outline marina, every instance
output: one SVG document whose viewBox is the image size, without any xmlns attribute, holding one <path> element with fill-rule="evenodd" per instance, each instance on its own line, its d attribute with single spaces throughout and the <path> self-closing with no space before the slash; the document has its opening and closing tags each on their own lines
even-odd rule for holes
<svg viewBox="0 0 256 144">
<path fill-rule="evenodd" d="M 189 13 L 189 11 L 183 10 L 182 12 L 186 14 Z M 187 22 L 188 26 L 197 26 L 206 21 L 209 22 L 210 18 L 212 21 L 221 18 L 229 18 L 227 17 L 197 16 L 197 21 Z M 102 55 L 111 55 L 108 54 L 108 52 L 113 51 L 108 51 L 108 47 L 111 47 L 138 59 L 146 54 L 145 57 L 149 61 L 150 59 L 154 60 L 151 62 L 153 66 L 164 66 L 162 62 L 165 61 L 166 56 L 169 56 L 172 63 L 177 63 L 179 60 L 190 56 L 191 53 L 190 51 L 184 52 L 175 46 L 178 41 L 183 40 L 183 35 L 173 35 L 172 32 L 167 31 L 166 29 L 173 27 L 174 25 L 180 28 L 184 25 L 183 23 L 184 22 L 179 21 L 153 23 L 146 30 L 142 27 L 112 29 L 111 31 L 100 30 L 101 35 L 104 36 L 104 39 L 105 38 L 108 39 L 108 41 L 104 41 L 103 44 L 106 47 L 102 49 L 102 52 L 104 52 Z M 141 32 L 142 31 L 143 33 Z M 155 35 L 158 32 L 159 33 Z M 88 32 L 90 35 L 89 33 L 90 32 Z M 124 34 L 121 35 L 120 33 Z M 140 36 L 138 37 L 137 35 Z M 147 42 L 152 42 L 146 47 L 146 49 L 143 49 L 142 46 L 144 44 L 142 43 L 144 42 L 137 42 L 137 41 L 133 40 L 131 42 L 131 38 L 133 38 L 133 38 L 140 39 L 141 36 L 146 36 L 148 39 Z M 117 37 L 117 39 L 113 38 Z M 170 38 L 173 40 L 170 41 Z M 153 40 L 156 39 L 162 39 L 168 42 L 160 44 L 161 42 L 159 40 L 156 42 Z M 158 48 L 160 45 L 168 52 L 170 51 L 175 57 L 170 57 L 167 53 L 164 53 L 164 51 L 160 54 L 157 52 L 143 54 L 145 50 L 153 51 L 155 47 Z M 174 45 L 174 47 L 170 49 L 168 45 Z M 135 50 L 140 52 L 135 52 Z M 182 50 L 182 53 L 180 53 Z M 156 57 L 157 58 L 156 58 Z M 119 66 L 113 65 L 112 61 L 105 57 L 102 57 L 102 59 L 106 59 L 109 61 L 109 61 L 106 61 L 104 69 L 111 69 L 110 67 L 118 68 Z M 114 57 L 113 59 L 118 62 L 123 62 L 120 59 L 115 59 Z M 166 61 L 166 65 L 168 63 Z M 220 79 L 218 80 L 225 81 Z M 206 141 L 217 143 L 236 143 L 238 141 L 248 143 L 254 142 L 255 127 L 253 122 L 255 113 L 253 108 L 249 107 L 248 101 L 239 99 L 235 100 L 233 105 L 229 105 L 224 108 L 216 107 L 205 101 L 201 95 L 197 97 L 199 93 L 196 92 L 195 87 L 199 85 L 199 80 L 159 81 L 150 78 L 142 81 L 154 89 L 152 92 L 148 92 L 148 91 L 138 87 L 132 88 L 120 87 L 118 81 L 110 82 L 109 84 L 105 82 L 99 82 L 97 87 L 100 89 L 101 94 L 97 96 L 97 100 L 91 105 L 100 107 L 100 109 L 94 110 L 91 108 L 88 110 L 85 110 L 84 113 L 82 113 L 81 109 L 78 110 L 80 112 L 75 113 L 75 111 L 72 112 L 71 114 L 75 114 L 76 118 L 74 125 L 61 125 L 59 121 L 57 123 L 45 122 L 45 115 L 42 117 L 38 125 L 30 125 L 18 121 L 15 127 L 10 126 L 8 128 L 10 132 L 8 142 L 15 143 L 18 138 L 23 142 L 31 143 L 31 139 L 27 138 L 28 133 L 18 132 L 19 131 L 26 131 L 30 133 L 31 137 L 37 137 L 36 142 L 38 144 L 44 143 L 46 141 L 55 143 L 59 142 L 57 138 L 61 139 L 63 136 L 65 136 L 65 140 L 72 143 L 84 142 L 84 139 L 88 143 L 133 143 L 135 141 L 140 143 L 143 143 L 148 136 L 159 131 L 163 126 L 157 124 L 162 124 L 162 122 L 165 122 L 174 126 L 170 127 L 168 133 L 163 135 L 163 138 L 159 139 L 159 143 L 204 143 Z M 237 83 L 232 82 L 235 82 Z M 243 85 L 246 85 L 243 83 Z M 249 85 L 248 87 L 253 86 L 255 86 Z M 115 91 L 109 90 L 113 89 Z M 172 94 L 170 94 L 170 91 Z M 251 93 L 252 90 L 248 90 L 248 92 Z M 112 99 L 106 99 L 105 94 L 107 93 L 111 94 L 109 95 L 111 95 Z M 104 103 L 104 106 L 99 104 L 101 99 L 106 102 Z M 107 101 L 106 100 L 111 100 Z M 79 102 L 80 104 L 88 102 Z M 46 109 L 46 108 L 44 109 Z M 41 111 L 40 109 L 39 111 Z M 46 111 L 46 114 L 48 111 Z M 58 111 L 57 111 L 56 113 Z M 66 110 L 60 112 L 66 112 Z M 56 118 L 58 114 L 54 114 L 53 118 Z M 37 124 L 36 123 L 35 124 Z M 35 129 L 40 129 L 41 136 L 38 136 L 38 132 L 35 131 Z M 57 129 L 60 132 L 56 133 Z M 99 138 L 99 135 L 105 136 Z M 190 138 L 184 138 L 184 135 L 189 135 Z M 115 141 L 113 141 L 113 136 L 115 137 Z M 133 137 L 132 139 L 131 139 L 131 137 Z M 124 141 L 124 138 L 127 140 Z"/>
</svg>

☆ ☆ ☆

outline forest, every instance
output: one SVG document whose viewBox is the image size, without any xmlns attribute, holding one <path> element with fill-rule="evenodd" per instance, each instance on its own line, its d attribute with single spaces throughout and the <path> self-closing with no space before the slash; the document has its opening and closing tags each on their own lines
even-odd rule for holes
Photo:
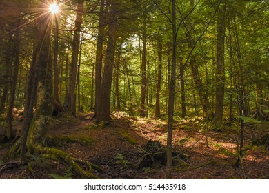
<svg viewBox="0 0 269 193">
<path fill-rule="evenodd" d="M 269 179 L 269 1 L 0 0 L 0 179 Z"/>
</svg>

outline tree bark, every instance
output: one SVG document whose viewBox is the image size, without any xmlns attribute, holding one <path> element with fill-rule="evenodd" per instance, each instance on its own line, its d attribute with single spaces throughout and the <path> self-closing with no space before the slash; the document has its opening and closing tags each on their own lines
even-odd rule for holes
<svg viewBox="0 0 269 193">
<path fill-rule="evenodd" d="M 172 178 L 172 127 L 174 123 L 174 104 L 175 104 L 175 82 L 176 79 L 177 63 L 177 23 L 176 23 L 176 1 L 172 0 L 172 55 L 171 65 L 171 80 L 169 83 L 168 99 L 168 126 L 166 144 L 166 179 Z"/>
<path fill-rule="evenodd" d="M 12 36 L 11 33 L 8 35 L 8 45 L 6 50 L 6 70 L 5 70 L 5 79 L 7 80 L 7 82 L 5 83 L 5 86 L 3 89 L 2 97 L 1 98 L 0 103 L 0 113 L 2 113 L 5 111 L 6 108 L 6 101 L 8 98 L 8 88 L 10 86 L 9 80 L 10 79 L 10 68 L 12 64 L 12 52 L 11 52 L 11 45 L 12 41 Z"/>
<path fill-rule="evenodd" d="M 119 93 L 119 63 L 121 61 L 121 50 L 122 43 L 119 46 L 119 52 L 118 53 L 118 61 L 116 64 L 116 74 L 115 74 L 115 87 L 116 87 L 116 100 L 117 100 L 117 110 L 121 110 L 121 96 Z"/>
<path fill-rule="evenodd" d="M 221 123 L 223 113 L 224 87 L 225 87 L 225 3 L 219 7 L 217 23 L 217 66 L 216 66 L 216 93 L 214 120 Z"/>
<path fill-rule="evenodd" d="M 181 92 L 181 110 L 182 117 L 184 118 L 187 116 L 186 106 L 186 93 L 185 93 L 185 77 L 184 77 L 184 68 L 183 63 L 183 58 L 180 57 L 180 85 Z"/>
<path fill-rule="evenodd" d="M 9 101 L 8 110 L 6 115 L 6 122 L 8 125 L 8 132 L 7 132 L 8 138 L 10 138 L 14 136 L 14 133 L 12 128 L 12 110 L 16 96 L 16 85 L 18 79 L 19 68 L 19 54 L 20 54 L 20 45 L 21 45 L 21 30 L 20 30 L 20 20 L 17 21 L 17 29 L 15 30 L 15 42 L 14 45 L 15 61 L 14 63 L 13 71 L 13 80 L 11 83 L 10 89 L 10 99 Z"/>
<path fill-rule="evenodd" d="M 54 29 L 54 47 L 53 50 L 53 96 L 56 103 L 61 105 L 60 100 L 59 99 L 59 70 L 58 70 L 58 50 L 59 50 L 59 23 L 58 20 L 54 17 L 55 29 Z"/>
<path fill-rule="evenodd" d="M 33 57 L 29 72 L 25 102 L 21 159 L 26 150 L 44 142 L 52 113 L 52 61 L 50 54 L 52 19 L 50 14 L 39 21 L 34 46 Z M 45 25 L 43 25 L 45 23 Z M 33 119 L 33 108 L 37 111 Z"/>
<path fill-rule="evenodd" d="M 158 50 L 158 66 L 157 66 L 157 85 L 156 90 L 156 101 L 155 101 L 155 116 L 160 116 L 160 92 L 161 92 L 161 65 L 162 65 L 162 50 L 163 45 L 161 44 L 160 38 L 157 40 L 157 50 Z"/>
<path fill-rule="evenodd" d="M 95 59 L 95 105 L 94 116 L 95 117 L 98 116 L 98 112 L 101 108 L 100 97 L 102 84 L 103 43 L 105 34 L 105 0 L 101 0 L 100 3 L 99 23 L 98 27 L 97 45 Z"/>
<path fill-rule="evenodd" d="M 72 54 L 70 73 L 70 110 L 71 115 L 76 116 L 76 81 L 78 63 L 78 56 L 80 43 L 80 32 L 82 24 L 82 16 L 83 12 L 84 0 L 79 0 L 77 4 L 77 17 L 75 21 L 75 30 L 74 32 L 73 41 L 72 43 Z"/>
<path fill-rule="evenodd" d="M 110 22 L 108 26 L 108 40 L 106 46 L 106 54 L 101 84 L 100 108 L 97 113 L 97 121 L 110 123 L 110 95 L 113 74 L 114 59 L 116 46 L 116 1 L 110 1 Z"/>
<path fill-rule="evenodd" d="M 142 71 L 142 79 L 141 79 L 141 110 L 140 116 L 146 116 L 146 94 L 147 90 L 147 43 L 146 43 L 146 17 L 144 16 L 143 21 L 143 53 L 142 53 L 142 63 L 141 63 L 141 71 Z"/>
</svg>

☆ ☆ ☆

Instructions to follow:
Pull out every line above that contains the word "outline". Case counts.

Reply to the exercise:
outline marina, every instance
outline forest, every instance
outline tree bark, every instance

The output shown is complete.